--- BEGIN ---

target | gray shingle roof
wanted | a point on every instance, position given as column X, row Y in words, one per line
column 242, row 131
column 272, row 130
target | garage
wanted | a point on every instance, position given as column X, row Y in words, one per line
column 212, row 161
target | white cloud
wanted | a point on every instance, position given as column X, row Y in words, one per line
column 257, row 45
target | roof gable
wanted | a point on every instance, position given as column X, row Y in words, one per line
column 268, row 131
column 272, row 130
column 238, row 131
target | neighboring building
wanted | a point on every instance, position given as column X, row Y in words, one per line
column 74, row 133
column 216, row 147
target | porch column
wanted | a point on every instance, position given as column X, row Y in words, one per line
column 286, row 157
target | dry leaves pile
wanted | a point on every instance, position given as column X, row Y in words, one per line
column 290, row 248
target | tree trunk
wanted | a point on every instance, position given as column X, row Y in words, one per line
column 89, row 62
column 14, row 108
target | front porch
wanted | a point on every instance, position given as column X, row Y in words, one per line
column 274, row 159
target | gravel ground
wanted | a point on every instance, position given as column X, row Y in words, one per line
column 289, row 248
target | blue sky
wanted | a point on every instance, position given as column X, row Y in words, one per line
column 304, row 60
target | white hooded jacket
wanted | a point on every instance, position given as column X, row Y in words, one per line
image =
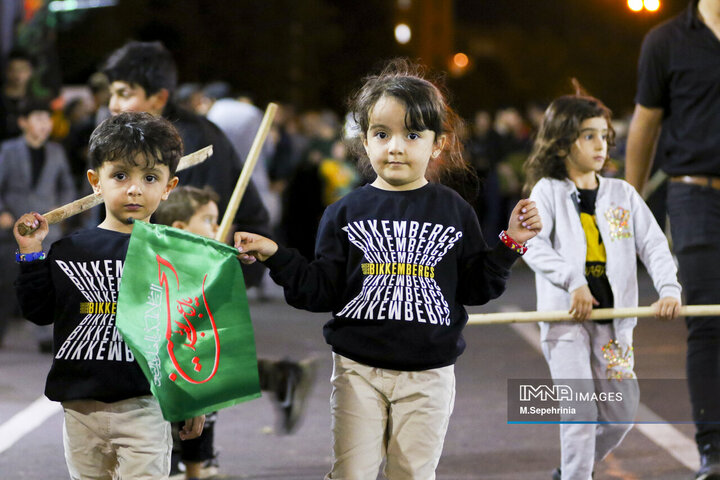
column 628, row 230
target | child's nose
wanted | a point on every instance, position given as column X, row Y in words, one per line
column 134, row 189
column 396, row 145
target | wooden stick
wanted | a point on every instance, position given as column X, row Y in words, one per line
column 246, row 173
column 597, row 314
column 85, row 203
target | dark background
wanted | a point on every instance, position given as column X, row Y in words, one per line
column 314, row 52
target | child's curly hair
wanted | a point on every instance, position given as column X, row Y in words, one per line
column 426, row 108
column 559, row 130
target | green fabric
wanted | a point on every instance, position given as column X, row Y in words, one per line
column 183, row 311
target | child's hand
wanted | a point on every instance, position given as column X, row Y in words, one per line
column 192, row 428
column 6, row 221
column 524, row 221
column 581, row 303
column 254, row 247
column 33, row 241
column 667, row 308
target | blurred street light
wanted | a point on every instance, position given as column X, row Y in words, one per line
column 635, row 5
column 402, row 33
column 652, row 5
column 460, row 60
column 639, row 5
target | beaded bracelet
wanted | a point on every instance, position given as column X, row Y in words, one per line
column 512, row 244
column 29, row 257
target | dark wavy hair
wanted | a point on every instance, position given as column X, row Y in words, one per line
column 148, row 64
column 559, row 130
column 427, row 108
column 125, row 136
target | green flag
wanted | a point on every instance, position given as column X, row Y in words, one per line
column 183, row 312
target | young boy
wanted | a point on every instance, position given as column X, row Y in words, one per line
column 34, row 176
column 113, row 425
column 196, row 210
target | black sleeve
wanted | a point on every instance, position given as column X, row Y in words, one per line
column 35, row 292
column 483, row 272
column 652, row 87
column 315, row 286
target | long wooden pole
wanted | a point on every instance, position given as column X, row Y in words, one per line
column 246, row 173
column 89, row 201
column 597, row 314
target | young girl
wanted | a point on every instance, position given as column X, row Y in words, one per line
column 395, row 262
column 585, row 257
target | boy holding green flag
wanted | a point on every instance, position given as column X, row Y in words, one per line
column 196, row 211
column 113, row 425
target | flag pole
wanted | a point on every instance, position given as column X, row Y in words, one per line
column 246, row 173
column 597, row 314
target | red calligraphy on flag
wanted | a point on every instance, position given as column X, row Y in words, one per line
column 182, row 331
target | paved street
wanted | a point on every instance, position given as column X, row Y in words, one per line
column 479, row 444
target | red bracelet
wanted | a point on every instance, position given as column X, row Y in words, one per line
column 512, row 244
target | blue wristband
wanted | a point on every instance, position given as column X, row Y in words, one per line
column 29, row 257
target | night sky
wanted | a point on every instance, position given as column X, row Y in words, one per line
column 314, row 52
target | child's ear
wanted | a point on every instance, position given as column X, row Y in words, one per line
column 179, row 224
column 94, row 179
column 158, row 100
column 439, row 145
column 169, row 187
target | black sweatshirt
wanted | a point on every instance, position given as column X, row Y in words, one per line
column 76, row 289
column 395, row 268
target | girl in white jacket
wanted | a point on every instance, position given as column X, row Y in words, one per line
column 594, row 228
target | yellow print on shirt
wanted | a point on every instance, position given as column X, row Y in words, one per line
column 398, row 269
column 595, row 249
column 619, row 222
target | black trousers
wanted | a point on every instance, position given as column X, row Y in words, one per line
column 694, row 213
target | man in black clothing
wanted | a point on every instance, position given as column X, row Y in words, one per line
column 143, row 77
column 679, row 92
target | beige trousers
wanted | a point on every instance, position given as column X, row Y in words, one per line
column 128, row 439
column 397, row 415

--- END ---

Can you transcribe every one of the items above word for word, omitting the pictures?

## Output for this exercise:
target | gray shingle roof
wanted | a point on every instance, position given as column X, row Y in words, one per line
column 242, row 131
column 272, row 130
target | garage
wanted | a point on every instance, position given as column X, row Y in words, one per line
column 212, row 161
target | white cloud
wanted | a point on every instance, position given as column X, row Y in words, one per line
column 257, row 45
target | roof gable
wanted | a point on every instance, position given as column X, row Y in words, one per line
column 268, row 131
column 272, row 130
column 238, row 131
target | neighboring building
wanted | a point on every instance, position given as column X, row Y in words, one per line
column 74, row 133
column 216, row 147
target | porch column
wanted | a point on every instance, position given as column X, row Y in words, one per line
column 286, row 157
target | dry leaves pile
wanted | a point on every instance, position given as column X, row Y in words, one per line
column 290, row 248
target | tree trunk
wanted | a point on every instance, position given as column X, row Y in words, one per line
column 89, row 62
column 14, row 108
target | front porch
wanted | a point on every instance, position given as column X, row Y in words, one per line
column 274, row 159
target | gravel ground
wanted | a point on every instance, position given as column X, row Y in words, one per line
column 289, row 248
target | blue sky
wanted | a point on every instance, position given as column X, row Y in words, one per line
column 304, row 60
target | white hooded jacket
wanted | a point on every instance, position given as column X, row Y in words, one per line
image =
column 628, row 230
target | child's nose
wanted | a point on every instance, position given as column X, row Y in words, one per line
column 134, row 189
column 396, row 145
target | wooden stick
wanted | a point on every instance, position given as column X, row Y in words, one per line
column 246, row 173
column 597, row 314
column 85, row 203
target | dark background
wanted | a point on every instance, position given as column X, row Y in words, one per line
column 314, row 52
target | child's curly hair
wanted | a point on every instance, position given as column X, row Y in words, one per line
column 426, row 108
column 559, row 130
target | green fabric
wanted | a point on every instance, position given as column X, row Y in words, one per line
column 183, row 311
target | child's hand
wanted | a point on every instance, position given as column X, row Y in words, one per line
column 192, row 428
column 6, row 221
column 524, row 221
column 581, row 303
column 254, row 247
column 33, row 241
column 667, row 308
target | blurred street light
wanted | a point on every instance, position given as column X, row Y in words, one per line
column 635, row 5
column 402, row 33
column 652, row 5
column 460, row 60
column 639, row 5
target | beaded bracelet
wanted | a point on every instance, position given as column X, row Y in words, one per line
column 512, row 244
column 29, row 257
target | dark wavy hair
wanted | a point on every instance, position given as column X, row Y in words, one per line
column 148, row 64
column 559, row 130
column 427, row 108
column 125, row 136
target | green flag
wanted | a point on every instance, position given as column X, row Y in words, one per line
column 183, row 312
target | young boy
wanted | a point on every instance, position given as column X, row Y in words, one per line
column 34, row 176
column 113, row 425
column 196, row 210
target | black sleeve
wanted | a point on every instance, position given as column X, row Y in words, one per line
column 35, row 292
column 483, row 272
column 652, row 87
column 315, row 286
target | long wooden pole
wanted | a point on every instance, position given as column X, row Y in words, one per line
column 246, row 173
column 89, row 201
column 597, row 314
target | young girl
wanted | a point on every instance, position given as column X, row Y in words, one per line
column 395, row 262
column 585, row 257
target | boy holding green flag
wanted | a point on every instance, position given as column X, row Y in words, one per line
column 196, row 211
column 113, row 425
target | flag pole
wanted | a point on every instance, position given as column X, row Y in words, one per line
column 246, row 173
column 597, row 314
target | red calligraphy on flag
wanted | a point on every instance, position given as column X, row Y in words, one per line
column 182, row 331
target | paved street
wanted | a point on every instance, position given as column X, row Y in words, one per line
column 479, row 444
target | red bracelet
wanted | a point on every instance, position given as column X, row Y in words, one per line
column 512, row 244
target | blue wristband
wanted | a point on every instance, position given as column X, row Y in words, one per line
column 29, row 257
target | night sky
wanted | a point on every instance, position given as column X, row Y in words, one per line
column 314, row 52
target | child's ear
wanted | a point on every instance, position given as column X, row Y in words, one per line
column 179, row 224
column 94, row 179
column 158, row 100
column 439, row 145
column 169, row 187
target | black sweatshirt
wanted | a point on every instance, position given as column X, row Y in words, one per line
column 76, row 289
column 395, row 268
target | girl in white jacket
wanted | a point on every instance, position given as column X, row Y in words, one per line
column 594, row 228
target | yellow print on shirt
wanted | a point on every instance, position given as column X, row Y in words, one per line
column 398, row 269
column 595, row 249
column 619, row 222
target | black trousers
wanted | a point on every instance, position given as column X, row Y in words, one per line
column 694, row 213
target | man in black clothing
wanted | a point on every instance, position given as column X, row Y in words, one per line
column 143, row 77
column 679, row 92
target | beige trousers
wanted | a point on every instance, position given as column X, row Y in words, one per line
column 128, row 439
column 397, row 415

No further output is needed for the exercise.